RECORDS FOR THIS EXERCISE:

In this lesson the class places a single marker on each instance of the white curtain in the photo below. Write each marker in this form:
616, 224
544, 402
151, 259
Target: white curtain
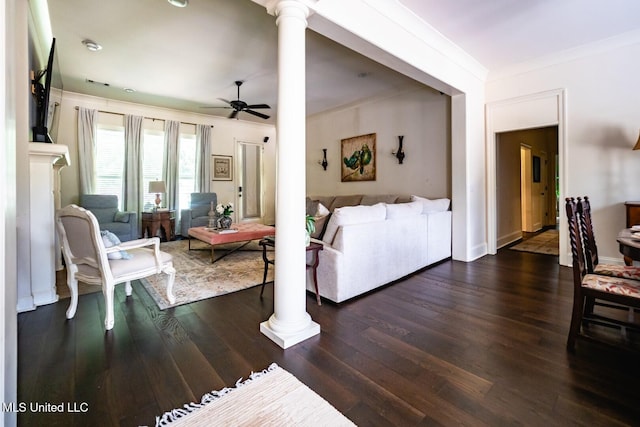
132, 179
87, 132
203, 158
171, 162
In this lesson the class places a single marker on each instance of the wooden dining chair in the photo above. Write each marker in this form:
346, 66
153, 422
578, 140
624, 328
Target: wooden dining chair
591, 249
608, 291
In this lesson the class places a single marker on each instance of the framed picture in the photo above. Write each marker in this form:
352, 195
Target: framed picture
221, 168
359, 158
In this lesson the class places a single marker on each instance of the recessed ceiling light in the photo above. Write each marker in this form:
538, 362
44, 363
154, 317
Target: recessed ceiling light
91, 45
179, 3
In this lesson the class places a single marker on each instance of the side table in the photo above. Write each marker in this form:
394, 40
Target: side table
313, 247
159, 220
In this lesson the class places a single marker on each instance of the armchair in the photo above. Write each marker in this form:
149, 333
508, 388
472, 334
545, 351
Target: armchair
87, 259
105, 209
198, 213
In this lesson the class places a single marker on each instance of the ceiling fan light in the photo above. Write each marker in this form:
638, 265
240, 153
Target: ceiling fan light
179, 3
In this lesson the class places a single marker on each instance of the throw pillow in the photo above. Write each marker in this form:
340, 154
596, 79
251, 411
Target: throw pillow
121, 217
322, 219
435, 205
353, 215
109, 239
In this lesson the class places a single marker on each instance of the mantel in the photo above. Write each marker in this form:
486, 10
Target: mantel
59, 153
45, 162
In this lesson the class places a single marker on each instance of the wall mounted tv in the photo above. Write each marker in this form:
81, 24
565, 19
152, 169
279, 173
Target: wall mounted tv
41, 82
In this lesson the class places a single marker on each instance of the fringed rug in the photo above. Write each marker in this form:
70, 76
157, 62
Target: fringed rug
272, 397
198, 279
544, 243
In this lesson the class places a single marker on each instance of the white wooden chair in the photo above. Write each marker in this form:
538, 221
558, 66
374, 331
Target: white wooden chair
86, 259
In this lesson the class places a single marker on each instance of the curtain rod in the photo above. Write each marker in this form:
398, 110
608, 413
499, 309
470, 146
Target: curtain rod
144, 117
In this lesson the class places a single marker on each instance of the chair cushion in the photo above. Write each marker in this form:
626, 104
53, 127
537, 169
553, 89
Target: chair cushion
109, 239
623, 271
614, 285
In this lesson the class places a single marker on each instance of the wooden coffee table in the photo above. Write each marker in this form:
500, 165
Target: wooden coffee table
246, 232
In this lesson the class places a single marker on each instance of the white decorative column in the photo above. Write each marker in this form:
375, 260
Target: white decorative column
45, 162
290, 323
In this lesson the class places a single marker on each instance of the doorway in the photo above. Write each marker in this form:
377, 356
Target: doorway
526, 188
250, 198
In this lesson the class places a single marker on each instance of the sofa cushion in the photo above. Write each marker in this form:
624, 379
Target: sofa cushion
401, 210
435, 205
383, 198
340, 201
353, 215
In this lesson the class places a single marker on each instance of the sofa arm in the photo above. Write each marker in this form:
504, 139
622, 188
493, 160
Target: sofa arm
185, 222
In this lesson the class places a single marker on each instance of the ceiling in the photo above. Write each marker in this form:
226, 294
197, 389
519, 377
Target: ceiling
187, 58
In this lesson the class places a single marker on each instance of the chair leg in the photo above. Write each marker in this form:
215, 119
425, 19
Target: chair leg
107, 291
171, 275
576, 321
72, 283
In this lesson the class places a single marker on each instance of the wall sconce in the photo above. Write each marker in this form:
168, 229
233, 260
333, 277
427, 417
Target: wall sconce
324, 162
399, 154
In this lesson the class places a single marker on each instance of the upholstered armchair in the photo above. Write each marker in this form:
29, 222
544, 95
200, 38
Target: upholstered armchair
198, 213
105, 209
90, 260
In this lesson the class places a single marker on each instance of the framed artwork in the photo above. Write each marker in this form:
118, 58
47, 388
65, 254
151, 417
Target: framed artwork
221, 168
359, 158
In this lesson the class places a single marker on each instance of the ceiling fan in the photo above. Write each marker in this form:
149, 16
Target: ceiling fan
241, 106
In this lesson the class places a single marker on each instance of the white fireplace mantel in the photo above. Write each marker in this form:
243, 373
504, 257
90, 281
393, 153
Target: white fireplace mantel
45, 162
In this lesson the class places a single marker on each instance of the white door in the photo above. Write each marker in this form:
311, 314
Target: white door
249, 202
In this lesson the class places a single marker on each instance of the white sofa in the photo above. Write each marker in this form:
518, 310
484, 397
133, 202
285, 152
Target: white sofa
367, 246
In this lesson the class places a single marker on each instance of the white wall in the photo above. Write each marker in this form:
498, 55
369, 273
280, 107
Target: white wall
601, 129
225, 133
421, 115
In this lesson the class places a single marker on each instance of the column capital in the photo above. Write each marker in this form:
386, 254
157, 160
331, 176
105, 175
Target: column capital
290, 8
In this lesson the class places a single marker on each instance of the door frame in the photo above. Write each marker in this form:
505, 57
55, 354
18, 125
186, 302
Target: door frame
240, 182
529, 111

WRITTEN EXERCISE:
Your task is to extract the lines running from the one with "the white wall" to the end of the material, inclusive, copying each exactly and adding nothing.

RESPONSE:
In this lesson the class places a single marker on each instance of the white wall in the photo above. Write each marker in this form:
498, 55
369, 273
280, 107
Target: white wall
601, 129
225, 133
421, 115
In this lesson the class places a single marker on each instance of the column capital in the photo above. Write each marker in this form:
386, 254
157, 160
331, 176
105, 175
Target: column capital
290, 8
In this lesson the class places a single marker on each instance of the door frame in the photo above. Write each marker in this form:
505, 57
55, 354
18, 125
186, 302
Target: door frame
240, 182
529, 111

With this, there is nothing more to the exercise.